■ MATERIAL FOR THIS EXERCISE:

-*-

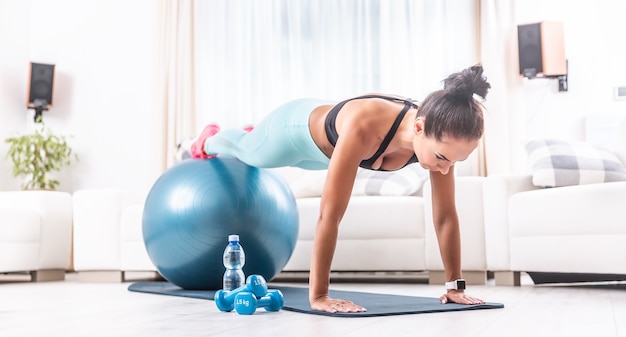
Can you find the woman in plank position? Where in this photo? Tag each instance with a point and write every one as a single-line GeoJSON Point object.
{"type": "Point", "coordinates": [376, 132]}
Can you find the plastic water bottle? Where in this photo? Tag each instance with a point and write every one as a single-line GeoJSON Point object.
{"type": "Point", "coordinates": [234, 259]}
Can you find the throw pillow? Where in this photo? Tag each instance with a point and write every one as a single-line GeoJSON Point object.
{"type": "Point", "coordinates": [406, 181]}
{"type": "Point", "coordinates": [557, 163]}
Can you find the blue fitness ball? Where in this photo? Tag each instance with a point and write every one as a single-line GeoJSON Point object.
{"type": "Point", "coordinates": [197, 203]}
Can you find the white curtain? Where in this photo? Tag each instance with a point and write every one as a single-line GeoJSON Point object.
{"type": "Point", "coordinates": [257, 54]}
{"type": "Point", "coordinates": [504, 121]}
{"type": "Point", "coordinates": [176, 81]}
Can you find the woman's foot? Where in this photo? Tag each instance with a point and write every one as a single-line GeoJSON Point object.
{"type": "Point", "coordinates": [197, 148]}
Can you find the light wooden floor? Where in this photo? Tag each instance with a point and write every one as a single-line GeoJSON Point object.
{"type": "Point", "coordinates": [72, 308]}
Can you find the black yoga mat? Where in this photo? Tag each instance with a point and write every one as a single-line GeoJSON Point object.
{"type": "Point", "coordinates": [297, 299]}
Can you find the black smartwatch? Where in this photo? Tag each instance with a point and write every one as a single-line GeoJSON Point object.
{"type": "Point", "coordinates": [458, 284]}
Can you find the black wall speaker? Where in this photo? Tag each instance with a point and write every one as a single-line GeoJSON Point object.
{"type": "Point", "coordinates": [541, 49]}
{"type": "Point", "coordinates": [41, 85]}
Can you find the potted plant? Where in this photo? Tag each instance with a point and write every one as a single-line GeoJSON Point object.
{"type": "Point", "coordinates": [37, 154]}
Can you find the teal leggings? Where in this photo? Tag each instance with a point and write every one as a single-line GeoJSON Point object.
{"type": "Point", "coordinates": [281, 139]}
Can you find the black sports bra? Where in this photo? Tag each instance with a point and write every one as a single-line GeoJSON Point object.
{"type": "Point", "coordinates": [332, 135]}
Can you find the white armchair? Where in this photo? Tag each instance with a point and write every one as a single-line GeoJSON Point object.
{"type": "Point", "coordinates": [569, 232]}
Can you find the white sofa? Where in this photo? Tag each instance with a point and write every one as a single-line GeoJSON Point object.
{"type": "Point", "coordinates": [107, 234]}
{"type": "Point", "coordinates": [36, 233]}
{"type": "Point", "coordinates": [561, 233]}
{"type": "Point", "coordinates": [378, 233]}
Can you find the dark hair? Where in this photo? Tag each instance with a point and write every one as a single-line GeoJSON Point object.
{"type": "Point", "coordinates": [454, 111]}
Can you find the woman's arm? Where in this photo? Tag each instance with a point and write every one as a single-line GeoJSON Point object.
{"type": "Point", "coordinates": [446, 222]}
{"type": "Point", "coordinates": [342, 169]}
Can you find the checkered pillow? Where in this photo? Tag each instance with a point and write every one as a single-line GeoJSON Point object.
{"type": "Point", "coordinates": [564, 163]}
{"type": "Point", "coordinates": [406, 181]}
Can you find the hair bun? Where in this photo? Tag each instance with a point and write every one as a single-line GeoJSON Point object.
{"type": "Point", "coordinates": [466, 83]}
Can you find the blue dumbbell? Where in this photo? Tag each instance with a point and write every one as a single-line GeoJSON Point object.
{"type": "Point", "coordinates": [255, 284]}
{"type": "Point", "coordinates": [246, 303]}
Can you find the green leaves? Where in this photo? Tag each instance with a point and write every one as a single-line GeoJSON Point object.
{"type": "Point", "coordinates": [36, 155]}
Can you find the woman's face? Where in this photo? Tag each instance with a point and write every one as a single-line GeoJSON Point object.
{"type": "Point", "coordinates": [439, 156]}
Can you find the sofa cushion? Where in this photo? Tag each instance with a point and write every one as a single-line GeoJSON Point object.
{"type": "Point", "coordinates": [556, 162]}
{"type": "Point", "coordinates": [404, 182]}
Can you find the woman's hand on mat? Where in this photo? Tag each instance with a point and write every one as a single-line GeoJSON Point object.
{"type": "Point", "coordinates": [460, 297]}
{"type": "Point", "coordinates": [332, 305]}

-*-

■ EXERCISE GOAL: Transcribe each line above verbatim, with the pictures left out.

■ PROBLEM SOLUTION:
Can you find the woman in plank position? Where in this photo? Tag each instance with a point and write every one as a single-line GeoJSON Point object.
{"type": "Point", "coordinates": [376, 132]}
Can you find the plastic water bottle? Where in this photo? Tag each instance with a point and write every one as a single-line GeoJSON Point object.
{"type": "Point", "coordinates": [234, 259]}
Can you find the throw pillow? Where in this photo? Tag each instance with a point and write every one as a single-line GeoJSON Point object.
{"type": "Point", "coordinates": [406, 181]}
{"type": "Point", "coordinates": [557, 163]}
Can you find the blue fitness ball? Where in this photo? Tag each instance with a point and write every one as a single-line GeoJSON Point object.
{"type": "Point", "coordinates": [197, 203]}
Can you find the white curtain? Where in this photo? Tag each instance with a point and write every one as a single-line GeoJSON Point object.
{"type": "Point", "coordinates": [257, 54]}
{"type": "Point", "coordinates": [504, 121]}
{"type": "Point", "coordinates": [176, 81]}
Can you find the woman's foot? Where in this photo? Tag each instance with a point and write every one as a single-line GeoJSON Point object.
{"type": "Point", "coordinates": [197, 148]}
Can you find the light wooden floor? Where in this photo? Tag each instance with a point and write every one as a single-line GeoJSON Point object.
{"type": "Point", "coordinates": [72, 308]}
Can you find the black yoga mat? Where in this photo? Tag each instance with a point and write every one as a single-line GeoJSON Point object.
{"type": "Point", "coordinates": [297, 299]}
Can you find the black smartwatch? Where in this photo? Tag each instance with a point and write every one as a single-line GeoJSON Point object.
{"type": "Point", "coordinates": [458, 284]}
Can you find the black wall speaker? Where in this photo? Tag each instance with a point and write every one as a single-line GeoJSON Point object.
{"type": "Point", "coordinates": [541, 49]}
{"type": "Point", "coordinates": [41, 85]}
Can you find the potted plant? Where in this photo? Tag each instance with a point and write every one as a single-line GeoJSON Point object.
{"type": "Point", "coordinates": [37, 154]}
Can you find the teal leggings? Where in this photo? Tag each instance with a point and write every one as a single-line GeoJSON Point object.
{"type": "Point", "coordinates": [281, 139]}
Can you find the black sports bra? Where in this photo? Tag each instance with a point and write every one as a single-line GeoJSON Point object.
{"type": "Point", "coordinates": [332, 135]}
Can you find the white armchair? Where in this photo? Tag each instance with a point and write every one as a single-line GeoJSON Point object.
{"type": "Point", "coordinates": [569, 232]}
Can you find the white sofa? Where in this photo? Tag each instance with a point and write every one as a single-line GeoJSON Point object.
{"type": "Point", "coordinates": [107, 234]}
{"type": "Point", "coordinates": [36, 233]}
{"type": "Point", "coordinates": [561, 233]}
{"type": "Point", "coordinates": [378, 233]}
Can you find the dark hair? Where in this photo? Tag each instance with a point and write every one as a single-line GeoJSON Point object.
{"type": "Point", "coordinates": [454, 111]}
Can you find the woman's arm? Where in this photo? Tag each instance with a point and write every one as a single-line GeoJSON Point object.
{"type": "Point", "coordinates": [446, 222]}
{"type": "Point", "coordinates": [342, 169]}
Can you find the checkered pillow? Where in this photo? Tag each instance with a point and write every one as a single-line GeoJSON Point object.
{"type": "Point", "coordinates": [564, 163]}
{"type": "Point", "coordinates": [406, 181]}
Can you find the hair bun? Where in this photo? Tag each instance with a point and write every one as a single-line GeoJSON Point object.
{"type": "Point", "coordinates": [466, 83]}
Can you find the blue dumbbell? Where in this photo? Tag each instance with a point and write every one as a single-line GeoJSON Point object.
{"type": "Point", "coordinates": [255, 284]}
{"type": "Point", "coordinates": [246, 303]}
Can you find the green leaves? Where in this photo? Tag each instance with a point and write every one as a single-line GeoJSON Point object.
{"type": "Point", "coordinates": [36, 155]}
Can you find the woman's face? Where in this photo? Tag each instance with a point and write every one as a single-line GeoJSON Point object.
{"type": "Point", "coordinates": [439, 156]}
Can you find the sofa cushion? Where in this photo? Tag each instance with a point and write every one as a single-line GeoJSON Point object.
{"type": "Point", "coordinates": [556, 162]}
{"type": "Point", "coordinates": [404, 182]}
Can you find the woman's hand on mat? Where in this photo? Tag each instance with a point and write every one as a single-line GeoJSON Point object.
{"type": "Point", "coordinates": [460, 297]}
{"type": "Point", "coordinates": [332, 305]}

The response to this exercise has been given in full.